From the line that has "point: man walking" down to the final line of the listing below, transcribe every line exactly, and only those.
⁂
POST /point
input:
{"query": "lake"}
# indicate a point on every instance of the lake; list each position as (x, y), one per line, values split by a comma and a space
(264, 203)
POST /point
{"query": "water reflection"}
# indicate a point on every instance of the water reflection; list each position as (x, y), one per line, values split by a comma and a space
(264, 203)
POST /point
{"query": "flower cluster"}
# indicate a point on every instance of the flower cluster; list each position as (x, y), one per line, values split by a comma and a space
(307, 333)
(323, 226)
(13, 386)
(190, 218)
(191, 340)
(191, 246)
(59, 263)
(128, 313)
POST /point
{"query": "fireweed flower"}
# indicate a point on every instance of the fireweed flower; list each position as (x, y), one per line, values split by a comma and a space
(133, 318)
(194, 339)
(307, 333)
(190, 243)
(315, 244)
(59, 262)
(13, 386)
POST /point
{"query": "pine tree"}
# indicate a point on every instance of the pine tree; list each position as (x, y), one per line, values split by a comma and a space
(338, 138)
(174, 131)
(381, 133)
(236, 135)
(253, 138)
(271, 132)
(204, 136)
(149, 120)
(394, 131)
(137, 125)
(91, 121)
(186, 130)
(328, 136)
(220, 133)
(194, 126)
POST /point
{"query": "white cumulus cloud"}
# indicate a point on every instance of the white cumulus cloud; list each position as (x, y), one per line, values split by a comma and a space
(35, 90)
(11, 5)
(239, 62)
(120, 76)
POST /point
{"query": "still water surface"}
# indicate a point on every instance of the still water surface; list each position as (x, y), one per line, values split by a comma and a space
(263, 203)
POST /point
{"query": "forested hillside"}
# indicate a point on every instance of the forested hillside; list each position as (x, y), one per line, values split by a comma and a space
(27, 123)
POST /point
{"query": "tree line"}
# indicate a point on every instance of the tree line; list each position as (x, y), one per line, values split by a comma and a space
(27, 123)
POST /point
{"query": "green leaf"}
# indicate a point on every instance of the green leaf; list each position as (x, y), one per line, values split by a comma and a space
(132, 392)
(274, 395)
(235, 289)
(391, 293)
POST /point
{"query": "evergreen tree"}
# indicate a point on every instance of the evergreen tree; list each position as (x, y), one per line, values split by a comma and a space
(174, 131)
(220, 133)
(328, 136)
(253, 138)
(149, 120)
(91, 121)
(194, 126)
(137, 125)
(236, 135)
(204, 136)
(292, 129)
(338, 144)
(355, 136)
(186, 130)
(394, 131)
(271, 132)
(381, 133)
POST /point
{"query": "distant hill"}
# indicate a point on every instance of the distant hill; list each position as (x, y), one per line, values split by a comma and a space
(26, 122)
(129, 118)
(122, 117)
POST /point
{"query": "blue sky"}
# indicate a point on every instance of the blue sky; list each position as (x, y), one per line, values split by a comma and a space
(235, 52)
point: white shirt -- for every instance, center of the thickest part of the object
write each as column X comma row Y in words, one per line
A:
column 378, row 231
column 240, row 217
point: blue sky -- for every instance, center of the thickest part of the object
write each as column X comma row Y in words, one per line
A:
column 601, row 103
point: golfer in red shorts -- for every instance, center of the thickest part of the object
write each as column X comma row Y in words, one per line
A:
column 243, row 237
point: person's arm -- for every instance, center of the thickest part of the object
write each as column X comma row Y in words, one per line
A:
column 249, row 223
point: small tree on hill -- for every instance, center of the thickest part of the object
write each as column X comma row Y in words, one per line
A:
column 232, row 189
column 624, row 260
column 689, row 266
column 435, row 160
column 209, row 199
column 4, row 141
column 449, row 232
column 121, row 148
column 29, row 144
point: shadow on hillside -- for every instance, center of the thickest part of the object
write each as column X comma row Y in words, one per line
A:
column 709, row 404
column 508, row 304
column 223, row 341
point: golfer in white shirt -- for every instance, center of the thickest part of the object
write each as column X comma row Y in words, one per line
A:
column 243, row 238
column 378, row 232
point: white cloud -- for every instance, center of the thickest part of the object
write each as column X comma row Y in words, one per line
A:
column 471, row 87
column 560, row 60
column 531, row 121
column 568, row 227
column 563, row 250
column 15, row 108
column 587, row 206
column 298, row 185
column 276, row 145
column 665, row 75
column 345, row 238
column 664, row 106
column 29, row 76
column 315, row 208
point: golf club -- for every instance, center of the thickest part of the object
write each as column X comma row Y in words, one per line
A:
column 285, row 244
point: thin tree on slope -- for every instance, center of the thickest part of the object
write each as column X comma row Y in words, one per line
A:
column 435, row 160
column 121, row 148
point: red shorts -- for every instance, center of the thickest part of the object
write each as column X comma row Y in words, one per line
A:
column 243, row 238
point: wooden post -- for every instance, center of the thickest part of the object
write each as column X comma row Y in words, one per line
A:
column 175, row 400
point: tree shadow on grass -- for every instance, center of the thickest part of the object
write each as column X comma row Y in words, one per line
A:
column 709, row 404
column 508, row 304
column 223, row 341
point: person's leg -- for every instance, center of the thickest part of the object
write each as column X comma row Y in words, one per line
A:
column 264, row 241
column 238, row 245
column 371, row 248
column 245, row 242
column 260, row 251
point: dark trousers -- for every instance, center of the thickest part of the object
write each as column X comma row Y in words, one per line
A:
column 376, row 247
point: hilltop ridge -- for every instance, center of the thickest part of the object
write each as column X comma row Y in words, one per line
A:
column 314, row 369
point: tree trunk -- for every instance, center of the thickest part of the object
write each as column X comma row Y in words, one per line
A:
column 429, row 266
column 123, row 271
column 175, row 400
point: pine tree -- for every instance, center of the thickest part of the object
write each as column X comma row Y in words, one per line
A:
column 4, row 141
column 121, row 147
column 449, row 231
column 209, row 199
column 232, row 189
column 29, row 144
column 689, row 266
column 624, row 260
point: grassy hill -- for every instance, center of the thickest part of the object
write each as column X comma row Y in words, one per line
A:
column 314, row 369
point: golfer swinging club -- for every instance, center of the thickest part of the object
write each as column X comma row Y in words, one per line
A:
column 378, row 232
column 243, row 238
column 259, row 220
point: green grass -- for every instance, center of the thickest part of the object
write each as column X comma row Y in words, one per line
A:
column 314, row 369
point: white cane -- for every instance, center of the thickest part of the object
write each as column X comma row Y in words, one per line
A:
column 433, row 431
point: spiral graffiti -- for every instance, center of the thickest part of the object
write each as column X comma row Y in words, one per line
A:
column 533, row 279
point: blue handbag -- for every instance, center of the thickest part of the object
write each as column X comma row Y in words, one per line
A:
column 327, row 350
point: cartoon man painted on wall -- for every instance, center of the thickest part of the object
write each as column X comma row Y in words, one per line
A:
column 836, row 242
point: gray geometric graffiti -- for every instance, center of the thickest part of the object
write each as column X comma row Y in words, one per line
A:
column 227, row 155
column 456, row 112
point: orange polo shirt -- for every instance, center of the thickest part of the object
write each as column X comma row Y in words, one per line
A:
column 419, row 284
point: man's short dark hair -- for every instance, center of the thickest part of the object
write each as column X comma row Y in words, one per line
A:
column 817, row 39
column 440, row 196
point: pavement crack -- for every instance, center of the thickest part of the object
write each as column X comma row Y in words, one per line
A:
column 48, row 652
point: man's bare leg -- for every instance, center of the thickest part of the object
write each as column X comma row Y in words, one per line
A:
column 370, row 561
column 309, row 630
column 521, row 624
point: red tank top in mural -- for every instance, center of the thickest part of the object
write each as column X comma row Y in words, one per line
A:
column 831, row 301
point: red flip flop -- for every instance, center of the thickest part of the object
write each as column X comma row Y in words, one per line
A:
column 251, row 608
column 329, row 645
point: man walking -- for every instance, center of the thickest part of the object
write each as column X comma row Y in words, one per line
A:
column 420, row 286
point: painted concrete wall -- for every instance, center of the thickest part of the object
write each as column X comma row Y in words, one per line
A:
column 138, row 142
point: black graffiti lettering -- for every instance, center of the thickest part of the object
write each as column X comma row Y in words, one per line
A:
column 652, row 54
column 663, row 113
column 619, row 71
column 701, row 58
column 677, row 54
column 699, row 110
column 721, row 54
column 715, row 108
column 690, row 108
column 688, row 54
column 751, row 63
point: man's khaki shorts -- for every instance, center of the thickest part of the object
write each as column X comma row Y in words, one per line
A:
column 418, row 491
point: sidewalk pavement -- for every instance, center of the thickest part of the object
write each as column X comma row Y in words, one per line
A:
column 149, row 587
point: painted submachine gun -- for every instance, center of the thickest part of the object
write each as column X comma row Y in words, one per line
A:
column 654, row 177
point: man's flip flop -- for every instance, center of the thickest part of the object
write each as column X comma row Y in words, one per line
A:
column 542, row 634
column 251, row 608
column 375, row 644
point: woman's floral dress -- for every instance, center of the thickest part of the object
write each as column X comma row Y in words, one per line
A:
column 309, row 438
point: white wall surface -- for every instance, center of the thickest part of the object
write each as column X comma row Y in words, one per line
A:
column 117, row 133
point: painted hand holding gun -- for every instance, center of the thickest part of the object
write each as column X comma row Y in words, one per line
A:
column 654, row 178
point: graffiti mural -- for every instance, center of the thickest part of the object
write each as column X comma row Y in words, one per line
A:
⁂
*Result of this exercise*.
point: man walking -- for every instance, center of the thickest part of the object
write each as column X comma row Y in words, one per line
A:
column 420, row 286
point: painted concrete wall -- for every instance, center of the thickest part of the object
write each as column X comma row Y in words, one per line
A:
column 138, row 142
point: black graffiti lettering -- for every instance, center of the thickest part of the object
write each as column X comma row Y in words, one per line
A:
column 652, row 54
column 663, row 113
column 619, row 71
column 701, row 58
column 677, row 54
column 699, row 110
column 721, row 54
column 715, row 108
column 690, row 108
column 688, row 54
column 751, row 63
point: man's khaki shorts -- for every instance, center of the thickest part of the object
write each as column X comma row Y in words, one per line
A:
column 418, row 491
point: sidewalk pavement -- for every instance, center of the thickest part of the object
write each as column X comma row Y in words, one per line
A:
column 149, row 587
point: painted submachine gun -- for every instance, center of the thickest part of the object
write each as column X comma row Y in words, one per line
A:
column 654, row 177
point: man's flip flop -- for every instance, center of the thickest part of the object
write each as column X comma row Y in words, one per line
A:
column 542, row 634
column 251, row 608
column 375, row 644
point: woman's floral dress -- for every instance, center of the thickest part of the object
write each as column X comma row Y in words, one per line
A:
column 309, row 438
point: white wall surface -- for every instance, center of the thickest part of the object
write each as column X comma row Y in words, one per line
A:
column 117, row 133
point: painted hand holding gun -- for every instance, center of the thickest part of the object
write each as column X comma row Y in words, one per line
A:
column 654, row 178
point: graffiti mural -- for every instance, center of the thickest part of the object
write each as column X comma row Y in words, one per line
A:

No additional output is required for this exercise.